◆ Goal
The entries need to be copied exactly.
· · · · · · ·
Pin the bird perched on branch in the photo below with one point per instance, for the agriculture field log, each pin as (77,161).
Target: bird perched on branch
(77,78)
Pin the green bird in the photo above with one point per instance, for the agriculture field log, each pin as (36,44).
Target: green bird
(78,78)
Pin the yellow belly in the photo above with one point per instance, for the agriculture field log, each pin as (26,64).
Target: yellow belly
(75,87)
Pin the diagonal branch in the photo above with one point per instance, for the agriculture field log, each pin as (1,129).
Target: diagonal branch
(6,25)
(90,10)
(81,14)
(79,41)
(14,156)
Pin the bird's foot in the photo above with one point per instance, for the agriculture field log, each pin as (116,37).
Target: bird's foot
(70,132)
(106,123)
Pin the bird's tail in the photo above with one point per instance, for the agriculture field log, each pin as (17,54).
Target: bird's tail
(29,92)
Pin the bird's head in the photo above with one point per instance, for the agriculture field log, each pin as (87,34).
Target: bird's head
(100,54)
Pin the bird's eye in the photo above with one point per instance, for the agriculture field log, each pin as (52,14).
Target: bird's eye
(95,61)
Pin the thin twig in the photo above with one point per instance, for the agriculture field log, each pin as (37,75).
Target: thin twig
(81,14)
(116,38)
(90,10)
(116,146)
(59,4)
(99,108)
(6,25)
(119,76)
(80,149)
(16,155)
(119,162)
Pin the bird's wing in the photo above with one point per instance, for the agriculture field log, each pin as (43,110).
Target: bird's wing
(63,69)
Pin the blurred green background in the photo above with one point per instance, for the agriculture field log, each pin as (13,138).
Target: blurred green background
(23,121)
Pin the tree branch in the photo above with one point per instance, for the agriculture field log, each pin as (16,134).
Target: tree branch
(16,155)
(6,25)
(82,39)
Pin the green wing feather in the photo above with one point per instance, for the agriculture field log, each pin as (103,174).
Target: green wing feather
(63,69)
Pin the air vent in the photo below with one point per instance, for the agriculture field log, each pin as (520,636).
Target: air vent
· · · · · · ·
◆ Written answer
Pin the bird perched on branch in the photo below with one point per instance, for the agriculture field log, each pin as (77,161).
Target: bird perched on branch
(77,78)
Pin the green bird in the photo above with one point per instance, for the agriculture field log, each pin as (36,44).
Target: green bird
(78,78)
Pin the yellow belly in the photo above with one point per instance, for the agriculture field log, each pin as (26,64).
Target: yellow belly
(75,87)
Pin the diagonal branch in the photo above with one point per instance, for the agriculture field log, each pin as (1,129).
Target: diagonal branch
(6,25)
(90,10)
(81,14)
(79,41)
(14,156)
Pin the bird's foot in the photo above with one point per instance, for the agriculture field log, each pin as (116,37).
Target: bird's foot
(70,132)
(106,123)
Pin the bird's tail in the photo above with one point per instance, for the agriculture field log, each pin as (17,54).
Target: bird's tail
(29,92)
Pin the bird's head in the photo above with one point per instance, for the agriculture field log, each pin as (87,34).
Target: bird's head
(100,54)
Pin the bird's eye in the photo above with one point per instance, for the agriculture field log, each pin as (52,14).
Target: bird's eye
(95,61)
Pin the thin twig in the photo above with one point per instance, for the agriculture field log, each pin as (37,75).
Target: thin twig
(81,14)
(116,38)
(90,10)
(116,146)
(59,4)
(99,108)
(6,25)
(119,76)
(80,149)
(16,155)
(119,162)
Pin the bird's wing in the photo above with one point per instance, for the agriculture field log, each pin as (43,110).
Target: bird's wing
(63,69)
Pin the blurred green background in the photo above with one point per instance, for the agriculture field log, each pin as (13,138).
Target: blurred green background
(23,121)
Pin the tree branch in the photo above with one point per instance, for the agriculture field log, each pin as (16,134).
Target: tree branch
(16,155)
(6,25)
(82,39)
Pin the green wing feather in the photo above with one point per instance, for the agriculture field log, each pin as (103,174).
Target: green wing feather
(63,69)
Pin the air vent in the photo below with one point per instance, for the agriculture field log, each pin as (520,636).
Target: air vent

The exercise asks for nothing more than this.